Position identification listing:

>>>

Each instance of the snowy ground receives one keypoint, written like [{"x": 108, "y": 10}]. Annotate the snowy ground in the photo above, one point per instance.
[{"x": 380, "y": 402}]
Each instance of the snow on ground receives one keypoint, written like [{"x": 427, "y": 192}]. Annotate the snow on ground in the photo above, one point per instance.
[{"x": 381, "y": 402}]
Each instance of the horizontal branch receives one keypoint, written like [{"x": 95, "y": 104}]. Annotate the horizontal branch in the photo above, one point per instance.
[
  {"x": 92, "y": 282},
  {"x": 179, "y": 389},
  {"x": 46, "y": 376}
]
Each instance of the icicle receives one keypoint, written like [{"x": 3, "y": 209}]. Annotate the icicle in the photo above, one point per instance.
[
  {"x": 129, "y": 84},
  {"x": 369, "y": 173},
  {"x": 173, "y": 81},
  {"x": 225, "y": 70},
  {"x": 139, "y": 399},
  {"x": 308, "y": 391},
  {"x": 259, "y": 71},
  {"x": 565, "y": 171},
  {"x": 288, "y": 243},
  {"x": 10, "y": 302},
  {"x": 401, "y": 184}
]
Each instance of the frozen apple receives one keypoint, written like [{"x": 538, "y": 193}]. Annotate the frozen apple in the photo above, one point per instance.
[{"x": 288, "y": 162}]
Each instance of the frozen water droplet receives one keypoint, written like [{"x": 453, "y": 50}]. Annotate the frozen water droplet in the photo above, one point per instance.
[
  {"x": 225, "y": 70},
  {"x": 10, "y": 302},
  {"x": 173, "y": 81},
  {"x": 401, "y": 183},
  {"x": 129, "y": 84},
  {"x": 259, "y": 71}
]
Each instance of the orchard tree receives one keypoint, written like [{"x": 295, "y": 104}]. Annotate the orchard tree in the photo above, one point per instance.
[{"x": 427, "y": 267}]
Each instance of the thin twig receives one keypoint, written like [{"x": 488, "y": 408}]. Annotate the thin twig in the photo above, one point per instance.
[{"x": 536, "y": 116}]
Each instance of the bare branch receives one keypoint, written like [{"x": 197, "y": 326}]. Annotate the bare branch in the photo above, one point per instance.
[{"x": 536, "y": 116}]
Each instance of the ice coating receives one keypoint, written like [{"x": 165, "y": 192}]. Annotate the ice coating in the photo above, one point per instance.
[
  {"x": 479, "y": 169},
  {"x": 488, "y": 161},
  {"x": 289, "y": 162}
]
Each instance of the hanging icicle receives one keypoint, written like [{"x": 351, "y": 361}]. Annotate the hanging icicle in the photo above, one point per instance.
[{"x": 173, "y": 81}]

<<<

* WHAT YOU WILL DO
Reproduce word for word the listing from the line containing "Each instance of the ice" through the end of the listing, including both of those end lines.

* TASK RESULT
Each instance of the ice coating receives one keypoint, written like [{"x": 165, "y": 192}]. Annotate the ice coating in the photo above, one point per instance.
[
  {"x": 479, "y": 169},
  {"x": 488, "y": 161},
  {"x": 289, "y": 162}
]
Each instance of the hanging icicle receives one keypoint, written like [{"x": 351, "y": 361}]. Annotate the hanging icicle in the photo above, one point per instance.
[{"x": 173, "y": 81}]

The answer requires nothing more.